Dataset excerpt:
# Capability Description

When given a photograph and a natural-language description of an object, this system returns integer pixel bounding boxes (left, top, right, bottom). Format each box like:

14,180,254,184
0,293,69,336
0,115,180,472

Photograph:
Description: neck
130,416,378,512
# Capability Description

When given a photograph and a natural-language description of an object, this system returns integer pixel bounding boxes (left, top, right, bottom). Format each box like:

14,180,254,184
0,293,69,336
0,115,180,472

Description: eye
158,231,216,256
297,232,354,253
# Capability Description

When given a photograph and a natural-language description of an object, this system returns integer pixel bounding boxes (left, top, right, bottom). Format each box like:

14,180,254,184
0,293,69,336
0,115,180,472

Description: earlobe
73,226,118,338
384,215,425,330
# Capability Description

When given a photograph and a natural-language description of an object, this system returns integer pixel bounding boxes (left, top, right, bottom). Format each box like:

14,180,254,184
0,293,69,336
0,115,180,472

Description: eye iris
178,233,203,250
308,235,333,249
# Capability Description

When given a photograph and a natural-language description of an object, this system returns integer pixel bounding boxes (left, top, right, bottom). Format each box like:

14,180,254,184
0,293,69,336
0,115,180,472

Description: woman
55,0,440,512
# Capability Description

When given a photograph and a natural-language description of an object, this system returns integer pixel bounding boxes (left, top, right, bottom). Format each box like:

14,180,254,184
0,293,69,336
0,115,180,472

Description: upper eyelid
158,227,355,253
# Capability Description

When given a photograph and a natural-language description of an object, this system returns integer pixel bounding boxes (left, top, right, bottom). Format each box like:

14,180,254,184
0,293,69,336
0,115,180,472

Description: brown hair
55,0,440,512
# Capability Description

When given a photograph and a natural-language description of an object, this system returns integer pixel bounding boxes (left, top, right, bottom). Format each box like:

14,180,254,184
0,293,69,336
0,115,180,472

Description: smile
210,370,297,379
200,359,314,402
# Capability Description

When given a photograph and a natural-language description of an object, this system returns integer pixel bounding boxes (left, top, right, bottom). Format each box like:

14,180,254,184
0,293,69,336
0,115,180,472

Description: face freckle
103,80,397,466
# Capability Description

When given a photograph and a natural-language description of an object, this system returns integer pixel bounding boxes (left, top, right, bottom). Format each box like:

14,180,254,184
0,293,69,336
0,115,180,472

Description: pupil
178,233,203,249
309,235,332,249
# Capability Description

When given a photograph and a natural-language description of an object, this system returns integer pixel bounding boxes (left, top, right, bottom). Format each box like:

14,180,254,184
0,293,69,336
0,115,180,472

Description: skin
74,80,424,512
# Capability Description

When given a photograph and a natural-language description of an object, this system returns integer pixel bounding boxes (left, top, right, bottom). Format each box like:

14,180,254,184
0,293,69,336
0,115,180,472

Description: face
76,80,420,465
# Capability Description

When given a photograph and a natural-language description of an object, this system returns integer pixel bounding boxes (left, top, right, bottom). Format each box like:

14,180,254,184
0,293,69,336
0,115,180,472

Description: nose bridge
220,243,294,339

* Instructions for the task
Repeat all of the records above exactly as written.

* The output
# Capability Description

When given a photograph and a natural-language description of an object, this system returns integer pixel bounding boxes (left, top, right, bottom). Format each box like:

14,180,254,184
0,293,69,336
0,115,180,472

Photograph:
Description: neck
130,416,378,512
# Capability Description

When given a photograph and a natural-language description of an object, this system returns integer pixel bounding boxes (left, top, right, bottom). Format each box like:

14,180,254,184
0,293,69,336
0,115,180,472

Description: eye
158,231,216,256
297,232,354,253
# Capability Description

When given a photograph and a natural-language description of an object, this system returns integer pixel bounding boxes (left, top, right, bottom). Format each box like:

14,180,254,184
0,293,69,336
0,115,180,472

Description: earlobe
73,226,118,338
384,215,425,330
# Capability Description

When given a photograph and a natural-language description of an object, this system returns integer pixel bounding boxes (left, top, right, bottom). Format each box like:

14,180,254,184
0,293,69,336
0,115,180,472

Description: eye iris
178,233,203,250
308,235,333,249
# Capability Description

When given a photograph and a natural-language description of an object, this system returns integer pixel bounding boxes (left, top, right, bottom). Format each box like:

14,180,254,184
0,293,69,336
0,115,180,472

Description: woman
55,0,440,512
# Capability Description

When given a photograph and a natural-language description of an object, this system returns integer pixel bounding boxes (left, top, right, bottom). Format each box like:

14,180,254,184
0,293,69,336
0,115,180,472

Description: upper eyelid
158,227,355,253
# Capability Description

When given a photograph and a natural-language description of an object, this system returns integer pixel bounding boxes (left, top, right, bottom). Format each box like:

14,180,254,184
0,293,69,336
0,115,180,472

Description: brown hair
55,0,440,512
# Capability Description

When given a photograph and a natural-language description of an object, this system returns integer pixel bounding boxes (left, top, right, bottom). Format each box like:

14,180,254,184
0,293,69,336
0,115,180,472

Description: smile
210,370,297,379
200,359,314,402
# Capability Description

When given a photograph and a natural-language description of an object, this system returns integer pixel bounding boxes (left, top, right, bottom). Format each box like:

14,180,254,184
0,293,69,336
0,115,180,472

Description: face freckle
103,80,397,466
# Capability Description

When given a photograph and a natural-language description of an object, this system returns integer pixel bounding boxes (left, top, right, bottom). Format each box like:

14,180,254,184
0,293,69,336
0,115,180,472

Description: pupil
178,233,203,249
309,235,332,249
# Capability Description

When given a photograph and a natural-language description of an object, this system returns integer pixel bounding boxes (left, top, right, bottom). Format each box like:

14,180,254,184
0,293,69,336
0,115,180,472

Description: skin
74,80,424,512
# Capability Description

When given a photograph and a natural-language description of an object, this system returns integer pixel bounding boxes (left, top, right, bottom). Format each box like:

14,180,254,184
0,293,69,336
0,115,180,472

Description: face
76,80,420,465
# Capability Description

When given a photograph and a natural-language description of an object, this system returns integer pixel bounding boxes (left, top, right, bottom). Format each box like:

14,180,254,184
0,293,69,336
0,115,180,472

Description: nose bridge
220,243,294,339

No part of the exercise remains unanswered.